#### Exercise brief:
Each record below should appear again exactly as written.

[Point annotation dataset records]
+ + + +
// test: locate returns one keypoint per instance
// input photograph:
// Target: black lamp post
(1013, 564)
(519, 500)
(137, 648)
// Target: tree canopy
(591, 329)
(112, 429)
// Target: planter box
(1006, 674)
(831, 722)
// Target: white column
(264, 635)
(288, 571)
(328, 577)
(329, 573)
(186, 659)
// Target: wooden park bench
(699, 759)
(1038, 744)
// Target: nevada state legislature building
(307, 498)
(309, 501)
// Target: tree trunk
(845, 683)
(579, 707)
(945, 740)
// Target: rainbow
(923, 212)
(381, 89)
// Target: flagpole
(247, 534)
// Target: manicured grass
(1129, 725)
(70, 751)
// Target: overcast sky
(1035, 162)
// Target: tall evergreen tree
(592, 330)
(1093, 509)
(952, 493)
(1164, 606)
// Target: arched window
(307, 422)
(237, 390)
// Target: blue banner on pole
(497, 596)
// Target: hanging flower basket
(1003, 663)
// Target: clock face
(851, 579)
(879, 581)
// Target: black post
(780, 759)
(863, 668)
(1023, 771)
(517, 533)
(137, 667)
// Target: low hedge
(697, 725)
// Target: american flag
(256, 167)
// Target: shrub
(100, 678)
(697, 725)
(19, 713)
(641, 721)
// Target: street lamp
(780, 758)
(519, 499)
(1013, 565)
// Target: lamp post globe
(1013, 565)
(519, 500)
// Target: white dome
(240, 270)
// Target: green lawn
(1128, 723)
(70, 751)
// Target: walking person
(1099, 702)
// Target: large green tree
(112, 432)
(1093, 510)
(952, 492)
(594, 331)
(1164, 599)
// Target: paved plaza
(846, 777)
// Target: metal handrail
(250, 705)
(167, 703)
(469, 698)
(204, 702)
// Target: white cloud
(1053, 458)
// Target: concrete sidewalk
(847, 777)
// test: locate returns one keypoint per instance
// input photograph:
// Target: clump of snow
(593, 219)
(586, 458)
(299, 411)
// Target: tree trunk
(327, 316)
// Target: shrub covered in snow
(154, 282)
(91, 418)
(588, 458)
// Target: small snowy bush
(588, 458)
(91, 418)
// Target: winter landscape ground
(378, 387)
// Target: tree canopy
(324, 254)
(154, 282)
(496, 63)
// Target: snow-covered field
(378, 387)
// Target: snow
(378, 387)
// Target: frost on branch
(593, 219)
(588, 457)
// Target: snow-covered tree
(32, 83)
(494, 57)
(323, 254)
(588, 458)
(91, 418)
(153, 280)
+ + + +
#### Complete response:
// test: locate returns one keypoint per instance
// input photograph:
// Target: black lamp post
(1013, 564)
(519, 500)
(137, 648)
// Target: tree canopy
(591, 329)
(112, 429)
// Target: planter box
(1006, 674)
(831, 722)
// Target: white column
(264, 635)
(288, 571)
(328, 577)
(329, 573)
(186, 659)
// Target: wooden park bench
(699, 759)
(1038, 744)
// Target: nevada state legislature building
(307, 498)
(309, 501)
// Target: tree trunk
(845, 683)
(579, 707)
(945, 740)
// Target: rainbow
(923, 212)
(381, 89)
// Target: flagpole
(247, 534)
// Target: manicured grass
(1129, 725)
(70, 751)
// Target: overcast sky
(1035, 162)
// Target: tall evergreen tree
(592, 330)
(1093, 509)
(952, 493)
(1164, 606)
// Target: arched window
(307, 422)
(237, 390)
// Target: blue banner on pole
(497, 596)
// Target: hanging flower basket
(1003, 663)
// Target: clock face
(851, 579)
(879, 581)
// Target: black post
(780, 759)
(863, 668)
(1023, 771)
(517, 533)
(137, 667)
// Target: low hedge
(697, 725)
// Target: american flag
(256, 167)
// Target: shrub
(100, 678)
(697, 725)
(19, 713)
(641, 721)
// Target: street lamp
(780, 758)
(519, 499)
(1013, 565)
// Target: lamp post globe
(1013, 565)
(519, 500)
// Target: white dome
(240, 270)
// Target: green lawn
(1128, 723)
(70, 751)
// Target: walking person
(1099, 702)
// Target: large green tree
(112, 432)
(1093, 510)
(952, 492)
(594, 331)
(1164, 599)
// Target: paved plaza
(846, 777)
// Target: metal handrail
(250, 705)
(167, 703)
(469, 698)
(204, 702)
// Target: white cloud
(1053, 458)
// Target: concrete sidewalk
(847, 777)
// test: locate returns one keypoint per instance
// input photograph:
// Target: clump of snow
(593, 219)
(586, 458)
(299, 411)
// Target: tree trunk
(327, 316)
// Target: shrub covered in snow
(154, 282)
(91, 418)
(588, 458)
// Target: small snowy bush
(588, 458)
(91, 418)
// Target: winter landscape ground
(378, 387)
// Target: tree canopy
(324, 254)
(154, 282)
(496, 63)
// Target: snow-covered field
(378, 387)
// Target: snow
(378, 387)
// Target: frost on branch
(593, 219)
(588, 457)
// Target: snow-covered tree
(32, 83)
(494, 57)
(323, 254)
(588, 458)
(91, 418)
(153, 280)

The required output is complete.